__TASK DIRECTIONS__. Go line by line through the data below, counting each one that has "building", and give the final count only.

__SUPPLIED RECORDS__.
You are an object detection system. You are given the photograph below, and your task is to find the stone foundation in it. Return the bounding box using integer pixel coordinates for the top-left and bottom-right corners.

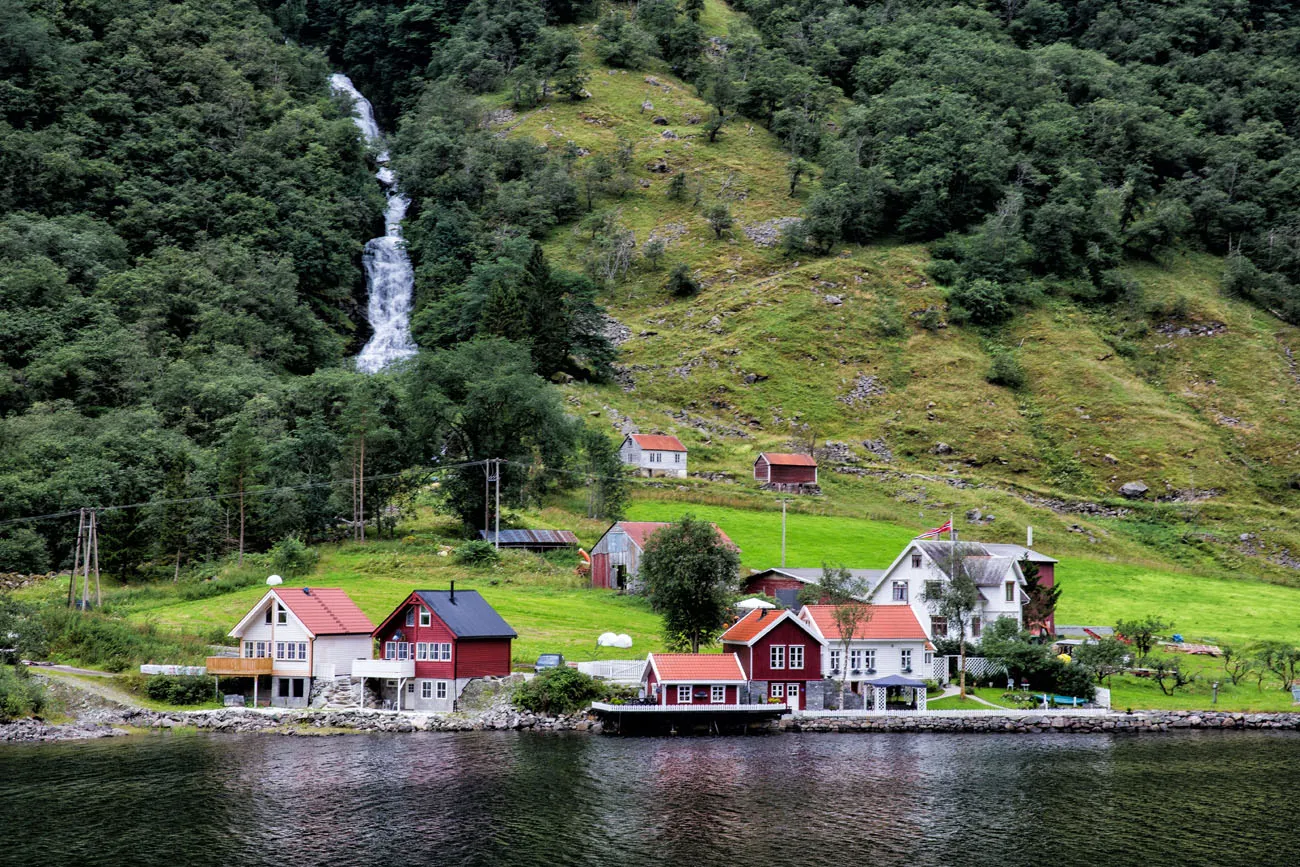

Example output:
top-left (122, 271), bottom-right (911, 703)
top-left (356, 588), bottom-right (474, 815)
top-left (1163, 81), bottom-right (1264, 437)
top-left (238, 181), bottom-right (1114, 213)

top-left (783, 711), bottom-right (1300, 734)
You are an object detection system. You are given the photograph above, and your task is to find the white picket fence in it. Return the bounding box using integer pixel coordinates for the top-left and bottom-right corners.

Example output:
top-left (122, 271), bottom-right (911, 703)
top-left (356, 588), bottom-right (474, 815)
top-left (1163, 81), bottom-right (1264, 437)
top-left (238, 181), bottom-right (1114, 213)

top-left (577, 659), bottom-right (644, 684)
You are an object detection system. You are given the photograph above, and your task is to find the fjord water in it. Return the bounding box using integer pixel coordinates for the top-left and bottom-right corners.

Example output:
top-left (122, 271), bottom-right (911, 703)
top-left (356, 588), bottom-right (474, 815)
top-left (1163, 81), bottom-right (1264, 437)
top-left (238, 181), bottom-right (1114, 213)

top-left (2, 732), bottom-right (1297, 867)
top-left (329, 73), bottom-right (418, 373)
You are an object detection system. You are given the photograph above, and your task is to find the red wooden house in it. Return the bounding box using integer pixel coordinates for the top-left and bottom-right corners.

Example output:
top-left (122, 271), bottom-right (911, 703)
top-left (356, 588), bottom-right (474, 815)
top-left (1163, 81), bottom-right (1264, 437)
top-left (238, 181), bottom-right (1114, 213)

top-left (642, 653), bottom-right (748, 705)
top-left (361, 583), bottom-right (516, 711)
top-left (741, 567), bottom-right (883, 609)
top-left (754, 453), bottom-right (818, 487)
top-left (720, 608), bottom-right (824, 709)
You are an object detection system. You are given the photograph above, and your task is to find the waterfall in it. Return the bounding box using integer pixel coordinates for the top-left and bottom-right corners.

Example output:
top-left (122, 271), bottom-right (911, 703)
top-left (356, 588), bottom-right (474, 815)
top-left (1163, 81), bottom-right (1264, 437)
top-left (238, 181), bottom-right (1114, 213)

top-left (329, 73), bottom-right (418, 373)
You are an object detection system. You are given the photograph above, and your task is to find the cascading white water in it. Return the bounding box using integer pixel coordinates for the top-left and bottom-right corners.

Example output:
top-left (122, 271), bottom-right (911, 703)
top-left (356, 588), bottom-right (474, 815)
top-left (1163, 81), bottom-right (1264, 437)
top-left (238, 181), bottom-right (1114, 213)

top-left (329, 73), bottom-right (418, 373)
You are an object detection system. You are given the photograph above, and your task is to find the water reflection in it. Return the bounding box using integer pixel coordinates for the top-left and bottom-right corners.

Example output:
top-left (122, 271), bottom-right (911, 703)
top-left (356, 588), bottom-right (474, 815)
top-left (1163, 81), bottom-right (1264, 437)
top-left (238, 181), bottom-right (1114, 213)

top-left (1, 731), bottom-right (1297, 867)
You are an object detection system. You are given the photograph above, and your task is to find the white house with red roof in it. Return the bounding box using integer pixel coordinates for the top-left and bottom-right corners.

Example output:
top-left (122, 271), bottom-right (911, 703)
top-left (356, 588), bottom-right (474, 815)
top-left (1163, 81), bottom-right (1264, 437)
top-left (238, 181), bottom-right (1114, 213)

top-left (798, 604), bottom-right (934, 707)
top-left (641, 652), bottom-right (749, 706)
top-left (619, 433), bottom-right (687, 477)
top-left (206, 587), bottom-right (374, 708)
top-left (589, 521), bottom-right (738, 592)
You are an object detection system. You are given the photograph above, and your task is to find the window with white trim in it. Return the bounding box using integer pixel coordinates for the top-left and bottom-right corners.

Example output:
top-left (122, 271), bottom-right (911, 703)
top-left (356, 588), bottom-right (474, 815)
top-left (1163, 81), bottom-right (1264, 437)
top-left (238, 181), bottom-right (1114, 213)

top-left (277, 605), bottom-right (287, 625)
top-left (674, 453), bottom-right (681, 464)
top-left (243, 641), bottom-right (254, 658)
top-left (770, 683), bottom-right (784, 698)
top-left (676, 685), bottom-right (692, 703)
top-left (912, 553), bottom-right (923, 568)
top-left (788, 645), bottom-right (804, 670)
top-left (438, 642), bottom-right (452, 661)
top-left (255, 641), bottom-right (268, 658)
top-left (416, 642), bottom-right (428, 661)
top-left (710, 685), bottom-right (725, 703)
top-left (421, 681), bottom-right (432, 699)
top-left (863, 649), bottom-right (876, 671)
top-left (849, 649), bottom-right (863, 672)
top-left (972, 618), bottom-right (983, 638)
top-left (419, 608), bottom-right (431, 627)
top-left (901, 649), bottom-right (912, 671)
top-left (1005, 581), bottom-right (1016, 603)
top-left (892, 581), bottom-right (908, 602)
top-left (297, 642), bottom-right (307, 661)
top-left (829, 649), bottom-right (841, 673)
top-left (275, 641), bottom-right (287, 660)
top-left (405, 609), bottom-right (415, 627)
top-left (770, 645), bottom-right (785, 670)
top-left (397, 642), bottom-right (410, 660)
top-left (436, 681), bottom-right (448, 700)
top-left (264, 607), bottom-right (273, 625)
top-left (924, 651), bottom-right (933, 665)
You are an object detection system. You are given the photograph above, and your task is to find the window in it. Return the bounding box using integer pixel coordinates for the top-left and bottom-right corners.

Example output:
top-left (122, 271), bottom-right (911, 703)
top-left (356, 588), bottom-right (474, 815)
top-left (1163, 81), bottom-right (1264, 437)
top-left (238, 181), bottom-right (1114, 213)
* * *
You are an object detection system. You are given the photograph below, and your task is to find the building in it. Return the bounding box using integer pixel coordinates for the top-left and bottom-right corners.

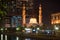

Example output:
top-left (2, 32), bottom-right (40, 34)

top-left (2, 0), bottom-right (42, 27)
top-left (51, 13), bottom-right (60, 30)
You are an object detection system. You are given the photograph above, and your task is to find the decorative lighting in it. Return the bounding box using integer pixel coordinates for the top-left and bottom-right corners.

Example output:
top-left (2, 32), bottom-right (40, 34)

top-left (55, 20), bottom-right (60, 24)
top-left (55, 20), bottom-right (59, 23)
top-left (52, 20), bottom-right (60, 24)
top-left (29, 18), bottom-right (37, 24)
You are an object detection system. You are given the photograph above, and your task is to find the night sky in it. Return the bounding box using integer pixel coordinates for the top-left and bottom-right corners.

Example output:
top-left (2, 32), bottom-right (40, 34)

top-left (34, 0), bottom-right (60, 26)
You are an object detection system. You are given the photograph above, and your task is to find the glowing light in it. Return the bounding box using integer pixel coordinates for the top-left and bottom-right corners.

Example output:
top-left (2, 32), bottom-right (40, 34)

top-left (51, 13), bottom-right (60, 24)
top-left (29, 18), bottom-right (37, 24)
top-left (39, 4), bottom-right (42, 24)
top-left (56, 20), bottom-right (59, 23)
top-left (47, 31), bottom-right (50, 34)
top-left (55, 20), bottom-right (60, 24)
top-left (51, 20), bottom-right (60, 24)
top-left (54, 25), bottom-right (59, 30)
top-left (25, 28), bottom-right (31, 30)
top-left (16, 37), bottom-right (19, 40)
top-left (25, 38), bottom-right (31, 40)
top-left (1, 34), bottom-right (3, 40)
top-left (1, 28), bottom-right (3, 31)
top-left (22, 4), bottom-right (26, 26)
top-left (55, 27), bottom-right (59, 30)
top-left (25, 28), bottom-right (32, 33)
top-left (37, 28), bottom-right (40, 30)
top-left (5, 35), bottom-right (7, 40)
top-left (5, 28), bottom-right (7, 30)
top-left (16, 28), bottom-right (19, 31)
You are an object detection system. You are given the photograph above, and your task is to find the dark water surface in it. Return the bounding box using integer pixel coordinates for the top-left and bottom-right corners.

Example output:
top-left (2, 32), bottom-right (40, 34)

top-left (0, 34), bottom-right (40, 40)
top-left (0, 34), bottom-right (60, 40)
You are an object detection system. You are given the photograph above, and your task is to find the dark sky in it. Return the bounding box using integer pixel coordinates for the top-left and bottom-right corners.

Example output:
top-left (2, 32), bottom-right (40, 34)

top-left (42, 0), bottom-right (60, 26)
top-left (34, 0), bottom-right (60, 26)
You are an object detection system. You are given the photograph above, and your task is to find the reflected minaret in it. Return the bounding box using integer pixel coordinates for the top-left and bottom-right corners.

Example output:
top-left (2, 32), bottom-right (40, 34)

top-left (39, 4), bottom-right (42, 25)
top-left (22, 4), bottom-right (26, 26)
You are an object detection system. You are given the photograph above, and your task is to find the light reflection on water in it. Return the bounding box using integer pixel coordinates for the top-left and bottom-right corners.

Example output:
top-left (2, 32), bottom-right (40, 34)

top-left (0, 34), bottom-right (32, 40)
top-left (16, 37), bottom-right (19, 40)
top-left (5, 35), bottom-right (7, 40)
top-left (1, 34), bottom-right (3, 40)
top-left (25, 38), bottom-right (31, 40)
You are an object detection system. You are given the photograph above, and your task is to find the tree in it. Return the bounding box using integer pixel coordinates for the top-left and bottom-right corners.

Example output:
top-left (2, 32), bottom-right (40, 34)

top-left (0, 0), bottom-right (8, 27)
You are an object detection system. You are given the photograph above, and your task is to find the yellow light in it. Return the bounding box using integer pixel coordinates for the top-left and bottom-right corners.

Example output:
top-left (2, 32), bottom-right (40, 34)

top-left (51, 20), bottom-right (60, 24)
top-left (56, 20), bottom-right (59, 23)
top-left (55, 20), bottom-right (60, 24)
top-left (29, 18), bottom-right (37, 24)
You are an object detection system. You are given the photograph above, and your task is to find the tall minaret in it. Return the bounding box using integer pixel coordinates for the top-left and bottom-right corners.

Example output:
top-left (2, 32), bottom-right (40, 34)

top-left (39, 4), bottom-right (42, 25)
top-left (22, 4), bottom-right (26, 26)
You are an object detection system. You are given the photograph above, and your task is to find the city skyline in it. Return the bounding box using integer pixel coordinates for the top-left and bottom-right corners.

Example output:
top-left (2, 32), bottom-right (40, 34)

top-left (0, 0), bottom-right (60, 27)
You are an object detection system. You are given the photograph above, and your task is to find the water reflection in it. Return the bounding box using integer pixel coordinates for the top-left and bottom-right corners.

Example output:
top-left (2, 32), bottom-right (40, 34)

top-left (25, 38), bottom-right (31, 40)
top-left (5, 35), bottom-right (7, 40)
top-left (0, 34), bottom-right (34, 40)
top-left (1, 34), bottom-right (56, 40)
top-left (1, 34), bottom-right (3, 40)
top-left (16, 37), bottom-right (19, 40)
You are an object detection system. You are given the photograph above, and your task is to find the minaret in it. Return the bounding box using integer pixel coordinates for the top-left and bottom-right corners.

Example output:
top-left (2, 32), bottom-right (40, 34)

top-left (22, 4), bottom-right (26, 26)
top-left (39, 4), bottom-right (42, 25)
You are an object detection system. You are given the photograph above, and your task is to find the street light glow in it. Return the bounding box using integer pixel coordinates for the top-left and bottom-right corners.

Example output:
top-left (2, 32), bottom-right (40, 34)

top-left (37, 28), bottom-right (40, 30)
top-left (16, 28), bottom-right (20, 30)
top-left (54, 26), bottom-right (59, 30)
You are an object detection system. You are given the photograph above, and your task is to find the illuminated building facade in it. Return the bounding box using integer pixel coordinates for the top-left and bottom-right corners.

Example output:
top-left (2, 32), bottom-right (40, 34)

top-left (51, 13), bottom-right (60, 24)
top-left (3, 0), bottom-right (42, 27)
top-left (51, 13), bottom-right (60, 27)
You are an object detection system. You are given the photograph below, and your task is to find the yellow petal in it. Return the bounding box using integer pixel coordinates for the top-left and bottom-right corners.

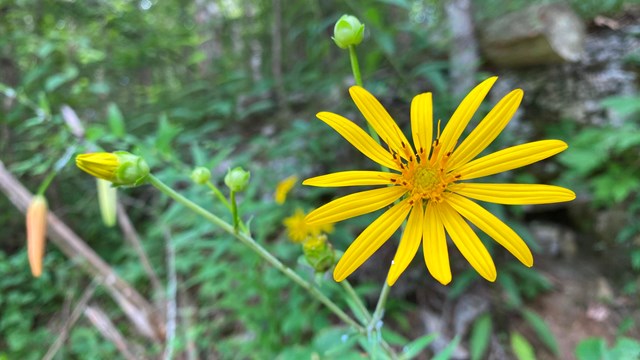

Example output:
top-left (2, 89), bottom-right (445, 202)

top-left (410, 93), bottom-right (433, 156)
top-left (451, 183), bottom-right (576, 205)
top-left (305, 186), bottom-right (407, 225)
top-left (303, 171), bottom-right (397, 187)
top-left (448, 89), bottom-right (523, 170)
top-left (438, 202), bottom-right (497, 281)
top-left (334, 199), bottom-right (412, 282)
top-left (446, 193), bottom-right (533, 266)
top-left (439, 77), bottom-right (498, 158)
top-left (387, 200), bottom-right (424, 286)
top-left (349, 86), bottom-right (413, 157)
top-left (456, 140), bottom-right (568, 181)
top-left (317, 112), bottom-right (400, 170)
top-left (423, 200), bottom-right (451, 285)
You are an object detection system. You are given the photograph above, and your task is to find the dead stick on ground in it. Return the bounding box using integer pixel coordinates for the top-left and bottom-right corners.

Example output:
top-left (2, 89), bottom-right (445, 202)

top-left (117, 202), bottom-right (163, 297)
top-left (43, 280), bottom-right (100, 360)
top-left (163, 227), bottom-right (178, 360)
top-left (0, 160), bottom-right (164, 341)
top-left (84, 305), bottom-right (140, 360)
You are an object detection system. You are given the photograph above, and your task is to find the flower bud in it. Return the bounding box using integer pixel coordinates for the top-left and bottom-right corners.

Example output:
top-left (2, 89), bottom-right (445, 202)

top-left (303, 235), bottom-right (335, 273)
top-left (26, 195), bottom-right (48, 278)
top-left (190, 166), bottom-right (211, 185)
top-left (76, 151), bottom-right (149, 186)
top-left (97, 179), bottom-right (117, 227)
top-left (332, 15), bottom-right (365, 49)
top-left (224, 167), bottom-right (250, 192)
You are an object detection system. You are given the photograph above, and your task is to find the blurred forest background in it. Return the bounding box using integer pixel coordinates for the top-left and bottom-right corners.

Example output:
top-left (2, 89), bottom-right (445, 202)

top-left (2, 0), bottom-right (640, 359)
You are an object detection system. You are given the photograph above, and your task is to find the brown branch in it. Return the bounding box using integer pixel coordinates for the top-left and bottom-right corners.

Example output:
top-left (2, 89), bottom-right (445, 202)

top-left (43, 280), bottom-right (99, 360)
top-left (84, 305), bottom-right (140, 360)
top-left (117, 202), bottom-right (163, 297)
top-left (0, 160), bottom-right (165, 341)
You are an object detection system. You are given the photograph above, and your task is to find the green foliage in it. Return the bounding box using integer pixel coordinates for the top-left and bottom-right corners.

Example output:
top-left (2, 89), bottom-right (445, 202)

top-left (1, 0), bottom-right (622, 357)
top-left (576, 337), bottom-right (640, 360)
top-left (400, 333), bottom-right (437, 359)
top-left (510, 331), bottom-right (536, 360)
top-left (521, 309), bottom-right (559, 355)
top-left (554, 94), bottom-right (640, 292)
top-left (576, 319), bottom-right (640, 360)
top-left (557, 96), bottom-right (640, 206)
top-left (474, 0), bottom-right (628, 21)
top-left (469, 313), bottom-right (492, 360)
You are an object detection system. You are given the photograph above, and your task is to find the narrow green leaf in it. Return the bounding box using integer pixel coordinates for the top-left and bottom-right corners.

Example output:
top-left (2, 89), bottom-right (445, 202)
* * *
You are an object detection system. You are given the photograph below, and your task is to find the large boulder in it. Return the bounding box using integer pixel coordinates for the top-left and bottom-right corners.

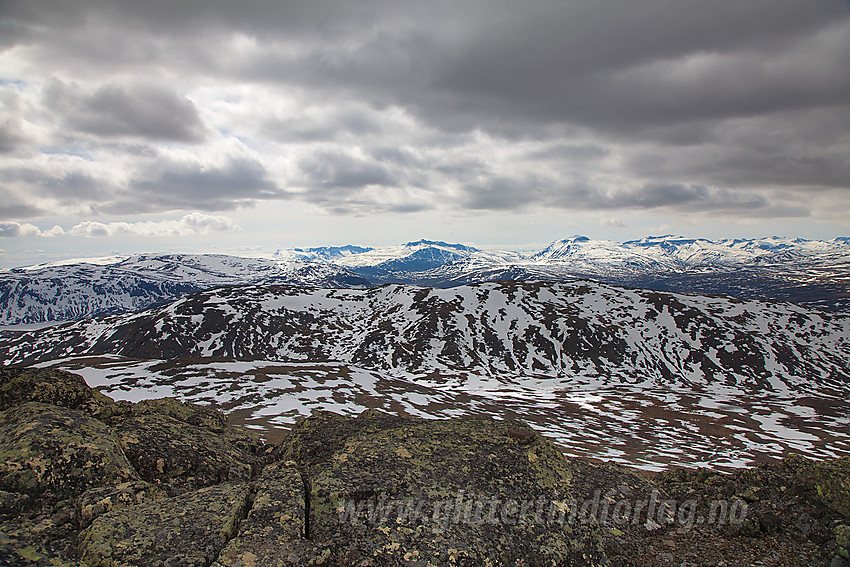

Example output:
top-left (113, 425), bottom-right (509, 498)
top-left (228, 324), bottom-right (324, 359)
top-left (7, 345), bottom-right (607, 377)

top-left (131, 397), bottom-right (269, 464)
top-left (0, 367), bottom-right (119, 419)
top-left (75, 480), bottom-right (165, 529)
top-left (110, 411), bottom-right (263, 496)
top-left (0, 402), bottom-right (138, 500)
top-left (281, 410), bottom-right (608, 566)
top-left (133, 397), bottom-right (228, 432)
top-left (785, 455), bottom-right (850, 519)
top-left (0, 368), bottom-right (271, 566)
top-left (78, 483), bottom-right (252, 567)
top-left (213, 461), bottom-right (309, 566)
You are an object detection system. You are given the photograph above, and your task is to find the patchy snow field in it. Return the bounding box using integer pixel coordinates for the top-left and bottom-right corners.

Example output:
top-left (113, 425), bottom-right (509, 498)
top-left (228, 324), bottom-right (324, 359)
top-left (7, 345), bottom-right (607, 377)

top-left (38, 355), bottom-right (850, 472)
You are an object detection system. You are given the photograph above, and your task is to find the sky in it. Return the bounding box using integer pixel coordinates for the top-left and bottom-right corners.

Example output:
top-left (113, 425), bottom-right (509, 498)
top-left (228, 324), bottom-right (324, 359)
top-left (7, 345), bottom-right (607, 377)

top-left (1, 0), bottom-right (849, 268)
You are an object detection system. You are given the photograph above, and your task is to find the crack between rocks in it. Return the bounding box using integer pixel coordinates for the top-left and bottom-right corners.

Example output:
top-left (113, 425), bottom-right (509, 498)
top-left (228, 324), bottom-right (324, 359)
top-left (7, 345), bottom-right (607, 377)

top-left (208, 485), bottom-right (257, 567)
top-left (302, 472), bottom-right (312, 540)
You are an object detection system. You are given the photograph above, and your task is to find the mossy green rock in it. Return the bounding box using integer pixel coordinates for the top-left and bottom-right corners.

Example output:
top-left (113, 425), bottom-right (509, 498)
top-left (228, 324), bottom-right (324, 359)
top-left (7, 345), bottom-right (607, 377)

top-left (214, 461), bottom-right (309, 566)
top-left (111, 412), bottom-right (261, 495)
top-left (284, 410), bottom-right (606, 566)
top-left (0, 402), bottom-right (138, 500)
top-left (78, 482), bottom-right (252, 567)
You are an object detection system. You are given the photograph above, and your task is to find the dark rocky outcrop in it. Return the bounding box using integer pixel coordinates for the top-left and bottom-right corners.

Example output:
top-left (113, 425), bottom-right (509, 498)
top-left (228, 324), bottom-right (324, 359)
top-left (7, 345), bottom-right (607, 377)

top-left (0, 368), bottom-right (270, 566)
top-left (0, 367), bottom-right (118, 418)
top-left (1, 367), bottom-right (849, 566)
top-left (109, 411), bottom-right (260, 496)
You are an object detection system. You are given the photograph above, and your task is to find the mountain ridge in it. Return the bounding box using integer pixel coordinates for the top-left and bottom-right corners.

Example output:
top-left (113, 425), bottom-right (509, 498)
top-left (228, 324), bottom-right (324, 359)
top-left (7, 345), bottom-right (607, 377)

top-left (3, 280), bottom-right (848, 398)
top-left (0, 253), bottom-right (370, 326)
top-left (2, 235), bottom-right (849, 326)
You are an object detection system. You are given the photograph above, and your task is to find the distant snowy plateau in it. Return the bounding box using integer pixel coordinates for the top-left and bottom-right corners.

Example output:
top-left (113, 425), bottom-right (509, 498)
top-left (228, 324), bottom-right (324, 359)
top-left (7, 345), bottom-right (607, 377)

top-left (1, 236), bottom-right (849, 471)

__EXERCISE RESPONSE__. 2